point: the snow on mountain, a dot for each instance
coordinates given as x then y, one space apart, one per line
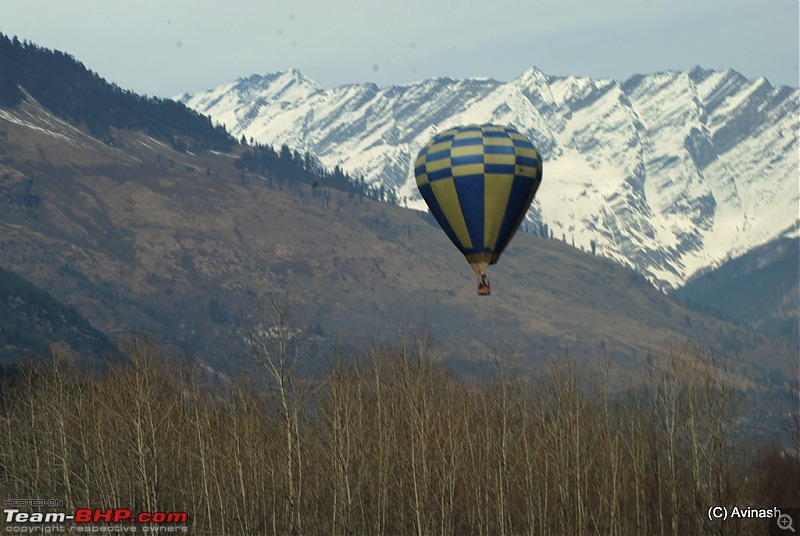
670 173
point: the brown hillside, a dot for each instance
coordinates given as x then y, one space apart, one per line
141 236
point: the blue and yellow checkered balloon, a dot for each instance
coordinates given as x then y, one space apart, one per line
478 182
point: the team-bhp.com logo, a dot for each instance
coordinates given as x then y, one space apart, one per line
87 520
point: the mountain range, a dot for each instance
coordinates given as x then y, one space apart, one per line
151 218
671 173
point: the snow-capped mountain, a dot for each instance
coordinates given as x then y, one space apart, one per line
671 172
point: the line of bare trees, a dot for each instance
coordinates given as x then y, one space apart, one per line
390 442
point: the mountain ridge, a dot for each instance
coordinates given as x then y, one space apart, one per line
663 172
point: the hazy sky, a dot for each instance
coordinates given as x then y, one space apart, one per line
167 47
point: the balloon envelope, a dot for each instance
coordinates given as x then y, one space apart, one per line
478 182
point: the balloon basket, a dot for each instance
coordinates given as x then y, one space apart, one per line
484 289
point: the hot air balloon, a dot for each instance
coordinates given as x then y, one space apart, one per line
478 182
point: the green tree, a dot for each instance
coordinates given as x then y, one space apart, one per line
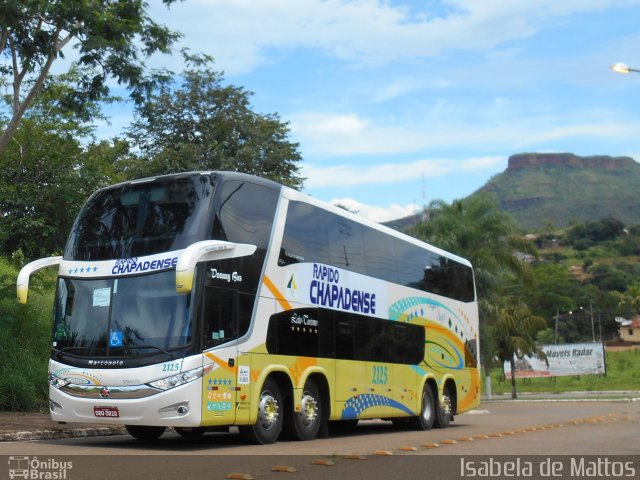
515 333
46 173
112 37
477 229
195 122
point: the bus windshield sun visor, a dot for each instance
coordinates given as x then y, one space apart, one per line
204 251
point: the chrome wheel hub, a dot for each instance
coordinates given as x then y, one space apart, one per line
308 410
268 411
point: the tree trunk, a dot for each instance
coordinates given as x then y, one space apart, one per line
514 395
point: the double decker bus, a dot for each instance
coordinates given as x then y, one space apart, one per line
205 300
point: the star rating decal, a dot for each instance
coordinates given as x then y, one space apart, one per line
88 269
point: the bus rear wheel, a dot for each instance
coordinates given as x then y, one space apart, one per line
427 416
142 432
269 424
305 424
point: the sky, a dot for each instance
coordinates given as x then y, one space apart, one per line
397 103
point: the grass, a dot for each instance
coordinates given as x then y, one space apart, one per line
623 373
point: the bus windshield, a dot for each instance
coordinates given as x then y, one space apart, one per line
121 317
139 219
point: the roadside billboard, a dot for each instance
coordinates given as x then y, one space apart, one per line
566 359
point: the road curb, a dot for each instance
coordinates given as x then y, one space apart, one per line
561 400
58 434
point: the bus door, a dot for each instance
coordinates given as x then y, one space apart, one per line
350 374
222 324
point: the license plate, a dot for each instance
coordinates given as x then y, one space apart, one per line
106 412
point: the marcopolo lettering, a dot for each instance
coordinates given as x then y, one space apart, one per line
326 291
133 265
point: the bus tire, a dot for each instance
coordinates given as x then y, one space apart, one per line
444 414
270 416
427 416
143 432
305 424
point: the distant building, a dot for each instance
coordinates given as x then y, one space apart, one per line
630 330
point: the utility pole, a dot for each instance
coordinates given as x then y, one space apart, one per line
593 330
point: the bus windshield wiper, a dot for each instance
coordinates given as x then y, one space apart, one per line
59 352
168 354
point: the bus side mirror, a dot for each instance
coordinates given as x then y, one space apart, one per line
22 285
205 251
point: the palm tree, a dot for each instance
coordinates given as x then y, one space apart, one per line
515 334
476 228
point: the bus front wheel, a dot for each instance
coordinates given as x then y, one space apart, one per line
269 425
444 414
427 416
305 424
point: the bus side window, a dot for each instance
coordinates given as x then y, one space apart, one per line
221 316
344 340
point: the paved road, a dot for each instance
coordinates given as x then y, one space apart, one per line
523 430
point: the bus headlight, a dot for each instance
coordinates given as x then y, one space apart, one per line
57 382
177 380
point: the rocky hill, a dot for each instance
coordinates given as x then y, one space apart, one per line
539 189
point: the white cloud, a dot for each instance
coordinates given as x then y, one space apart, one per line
242 33
377 213
328 135
355 175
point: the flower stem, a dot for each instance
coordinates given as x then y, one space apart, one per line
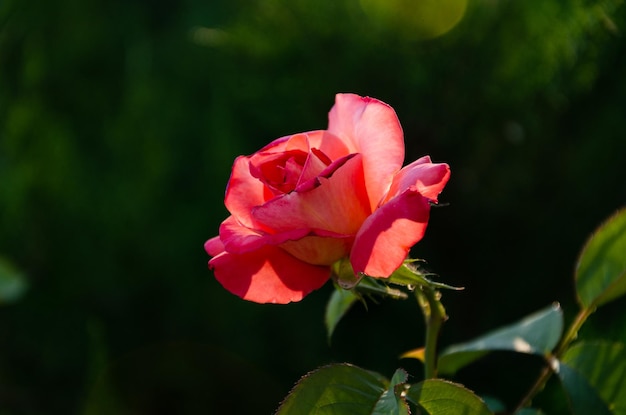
548 370
434 314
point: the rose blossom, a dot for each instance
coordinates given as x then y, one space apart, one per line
307 200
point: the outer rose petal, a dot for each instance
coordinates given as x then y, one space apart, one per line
268 275
312 246
369 127
244 192
238 239
429 179
386 237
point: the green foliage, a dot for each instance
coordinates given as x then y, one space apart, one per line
344 389
535 334
601 270
440 397
119 123
12 283
339 303
347 389
592 374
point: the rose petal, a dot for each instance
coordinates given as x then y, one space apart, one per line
386 237
319 250
238 239
244 192
336 203
214 246
429 179
268 275
369 127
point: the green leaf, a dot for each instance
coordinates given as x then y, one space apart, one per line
12 283
536 334
529 411
600 367
440 397
411 276
338 305
583 399
343 389
601 269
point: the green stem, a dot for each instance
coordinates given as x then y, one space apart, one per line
434 314
548 370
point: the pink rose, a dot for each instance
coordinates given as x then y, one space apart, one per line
307 200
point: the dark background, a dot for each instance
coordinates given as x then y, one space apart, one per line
119 122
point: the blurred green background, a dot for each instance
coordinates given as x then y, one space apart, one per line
119 122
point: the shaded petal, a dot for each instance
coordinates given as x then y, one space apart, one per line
214 246
370 127
337 202
384 240
238 239
316 247
244 192
320 250
429 179
268 275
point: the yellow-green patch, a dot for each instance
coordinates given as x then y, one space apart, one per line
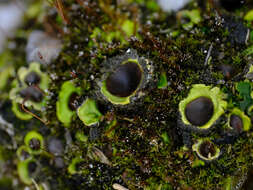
200 90
63 112
88 112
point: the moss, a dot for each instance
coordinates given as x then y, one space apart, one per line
143 143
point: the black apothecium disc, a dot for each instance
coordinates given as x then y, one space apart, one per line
124 80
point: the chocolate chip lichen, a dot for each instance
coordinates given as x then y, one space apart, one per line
126 95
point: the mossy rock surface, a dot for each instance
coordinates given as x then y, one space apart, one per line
140 143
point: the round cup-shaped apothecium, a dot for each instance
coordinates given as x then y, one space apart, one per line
123 82
206 150
202 107
66 104
238 121
125 79
34 141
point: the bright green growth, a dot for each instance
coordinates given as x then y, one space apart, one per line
63 112
114 99
81 137
5 74
245 119
21 150
23 171
244 89
34 135
16 108
89 113
228 184
165 138
162 83
72 167
193 15
248 51
196 148
200 90
249 16
128 27
198 163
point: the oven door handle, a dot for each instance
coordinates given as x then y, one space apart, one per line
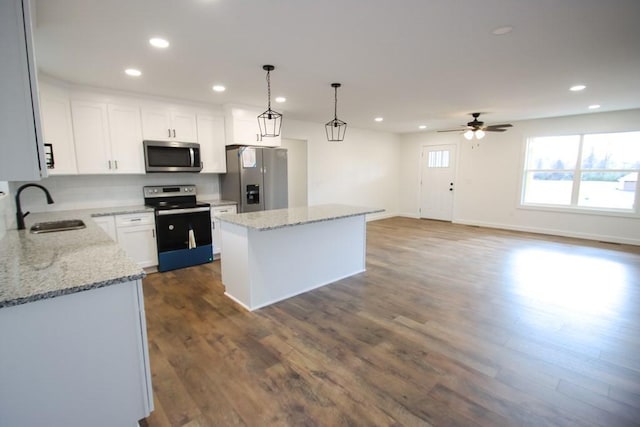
181 211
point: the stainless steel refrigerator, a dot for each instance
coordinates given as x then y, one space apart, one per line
256 178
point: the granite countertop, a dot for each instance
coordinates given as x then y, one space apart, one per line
47 265
278 218
118 210
215 203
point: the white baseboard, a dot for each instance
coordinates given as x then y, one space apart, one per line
409 215
552 232
380 215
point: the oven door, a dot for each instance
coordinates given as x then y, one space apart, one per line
173 227
183 237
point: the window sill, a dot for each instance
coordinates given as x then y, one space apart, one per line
582 211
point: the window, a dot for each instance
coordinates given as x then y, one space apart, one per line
438 159
595 171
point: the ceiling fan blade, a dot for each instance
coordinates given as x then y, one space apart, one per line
506 125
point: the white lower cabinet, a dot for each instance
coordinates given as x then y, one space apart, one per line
76 360
108 224
215 226
137 236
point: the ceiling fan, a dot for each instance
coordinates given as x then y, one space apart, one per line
477 128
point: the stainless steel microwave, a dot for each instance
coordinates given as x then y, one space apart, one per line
172 156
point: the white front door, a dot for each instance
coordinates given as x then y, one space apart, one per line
437 181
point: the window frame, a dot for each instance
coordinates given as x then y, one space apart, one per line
577 172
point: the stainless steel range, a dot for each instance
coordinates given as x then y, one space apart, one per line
183 226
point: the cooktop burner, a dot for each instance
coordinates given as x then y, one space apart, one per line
171 197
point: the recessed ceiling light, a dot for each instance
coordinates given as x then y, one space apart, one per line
500 31
158 42
133 72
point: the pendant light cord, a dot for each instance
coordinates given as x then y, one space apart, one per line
269 89
335 105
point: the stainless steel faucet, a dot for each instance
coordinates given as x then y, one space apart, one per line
19 215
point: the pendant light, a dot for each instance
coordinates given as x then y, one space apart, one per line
336 128
270 121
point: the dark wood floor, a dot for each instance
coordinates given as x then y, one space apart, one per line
450 325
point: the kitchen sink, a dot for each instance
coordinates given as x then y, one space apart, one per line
52 226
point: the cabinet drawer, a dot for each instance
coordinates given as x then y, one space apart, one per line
221 210
128 220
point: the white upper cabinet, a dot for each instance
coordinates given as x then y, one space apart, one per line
21 145
58 131
91 135
125 131
168 125
212 143
108 138
242 128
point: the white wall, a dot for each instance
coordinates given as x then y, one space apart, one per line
96 191
297 184
487 190
362 170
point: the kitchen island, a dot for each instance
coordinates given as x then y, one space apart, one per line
73 330
272 255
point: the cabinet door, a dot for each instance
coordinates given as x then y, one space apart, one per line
246 131
21 144
212 146
108 224
156 124
91 135
57 130
183 126
139 242
125 130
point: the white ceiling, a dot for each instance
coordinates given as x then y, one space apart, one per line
412 62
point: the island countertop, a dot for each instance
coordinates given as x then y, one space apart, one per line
47 265
278 218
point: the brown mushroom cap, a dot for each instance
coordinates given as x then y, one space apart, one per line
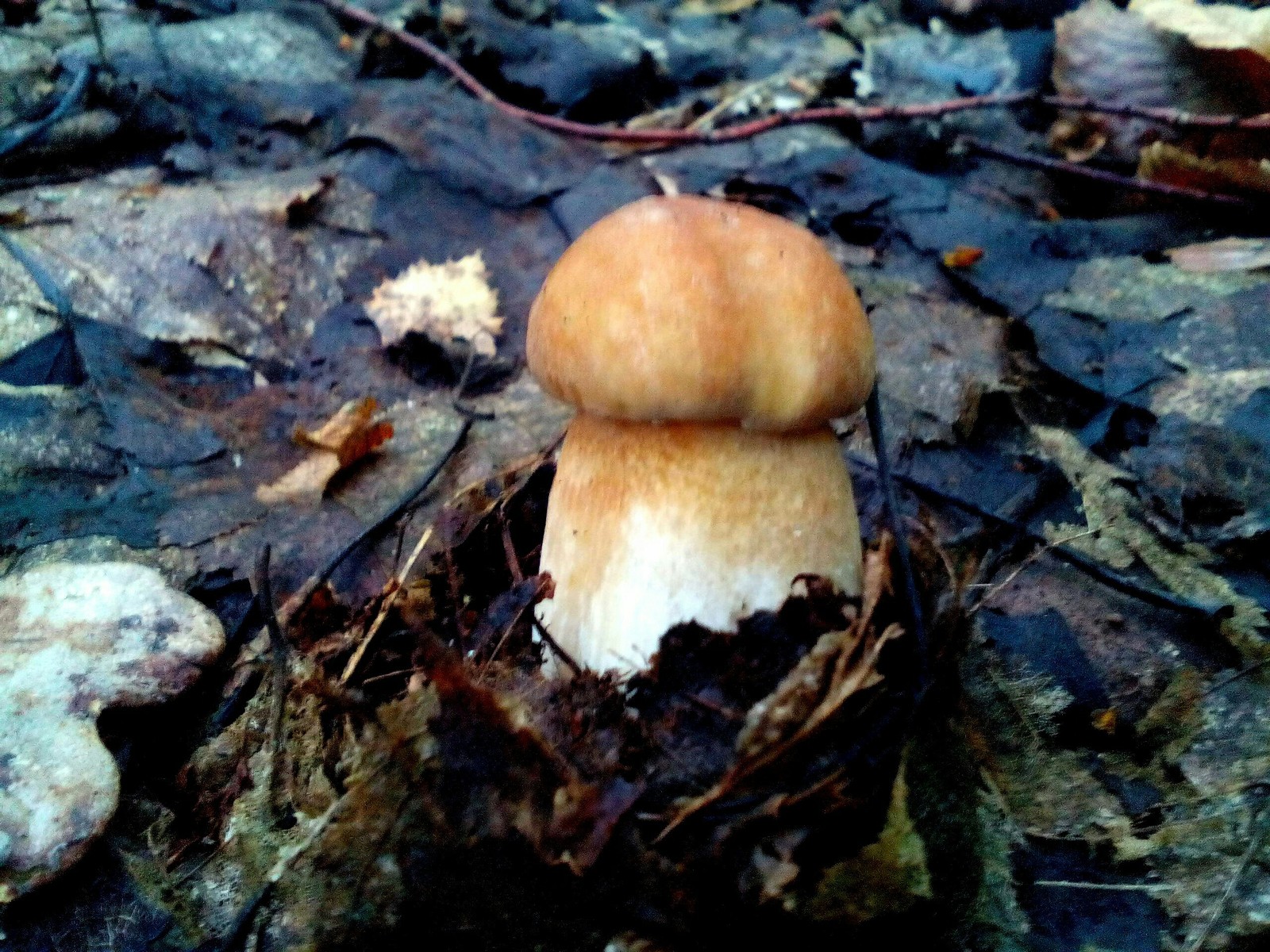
692 309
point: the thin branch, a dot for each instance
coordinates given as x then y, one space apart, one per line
318 579
873 410
35 130
395 589
556 645
746 130
670 136
1108 178
1257 839
1164 116
1096 570
279 654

━━━━

### [Goal]
Up to and including the last line of the listing, starting at the line with "point: the pendant light, a", extract every line exactly and leave out the pictures.

### [Problem solution]
point: the pendant light, a dot for each instance
coordinates given as x then y, one space apart, one per line
336 128
270 121
point: the dark wood floor, a dot for each instance
coordinates given as x then y, one space apart, one per line
450 325
point: the kitchen sink, a dot for each instance
coordinates given as x then y, one space apart, one per line
52 226
point: the cabinet drawer, a dot for each instance
coordinates given as x then y, one space apart, one per line
221 210
128 220
point: the white upper cabinet, a dot for each instance
coordinates given as x then y, one space apart, one per line
21 145
58 131
91 135
125 131
168 125
212 143
108 138
242 128
point: the white wall, a dot for each instance
coordinates given as x then y, one space apart, one per line
96 191
297 184
487 190
362 170
point: the kitchen island, a dot for each instance
coordinates given as x then y, one space apart, one per line
73 330
272 255
point: the cabinet door, a dot for each instance
coordinates given as x then y, one space apart, one per line
246 131
21 144
212 146
108 224
156 124
91 135
57 130
183 126
139 242
125 130
point: the white ceiling, a dot for each instance
coordinates given as x then y, one space apart, one per line
412 62
point: the island countertop, a dot for each instance
coordinates given as x then y, one space apart, one per line
47 265
278 218
point: the brown mushroom cap, a dot for each instance
coordinates given as x then y, one space apart, one per line
692 309
point: the thin branch, a dot for each instance
coordinates given as x then y, one space apart, one per line
318 579
873 410
35 130
395 589
556 645
746 130
670 136
1108 178
1257 839
1164 116
1096 570
279 654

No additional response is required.